Excerpts from a dataset
··········

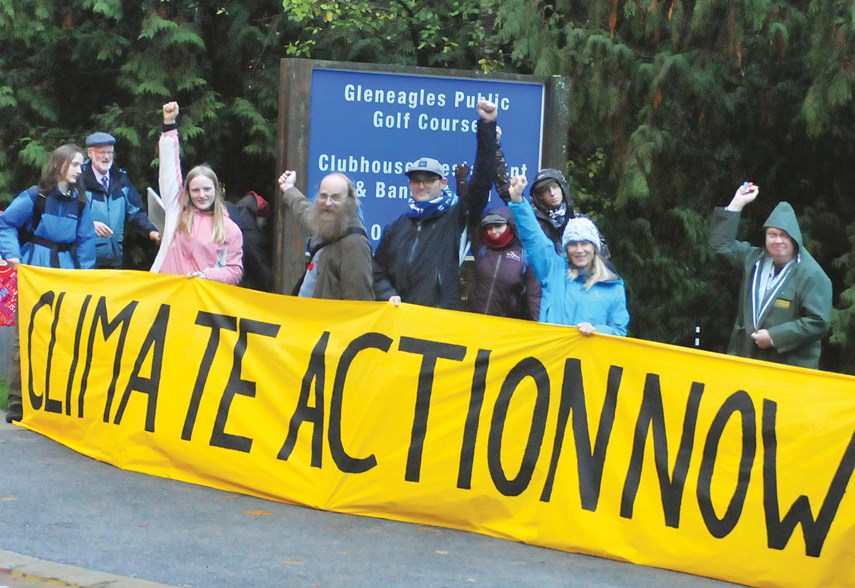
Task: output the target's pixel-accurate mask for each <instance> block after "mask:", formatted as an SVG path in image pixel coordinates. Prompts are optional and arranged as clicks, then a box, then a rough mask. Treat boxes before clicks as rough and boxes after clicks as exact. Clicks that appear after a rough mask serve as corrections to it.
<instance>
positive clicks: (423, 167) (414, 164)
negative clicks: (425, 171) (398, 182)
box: [404, 157, 445, 178]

··········

## PROBLEM TO SOLVE
Copy all the lines of the material above word for word, leaving the picture out of your answer.

## EXERCISE ANSWER
Task: output the target's pixel-accurate mask for each <instance> block after "mask:", formatted as an SVG path in image pixel coordinates. Prompts are optional and arranged as clicks, then a box, then a rough mask. Treat boxes before clicks as rough and boxes after clicks as exact. Clicks that appear after a rough mask serve as corrections to it.
<instance>
positive clicks: (423, 167) (414, 164)
negative clicks: (425, 171) (398, 182)
box: [404, 157, 445, 178]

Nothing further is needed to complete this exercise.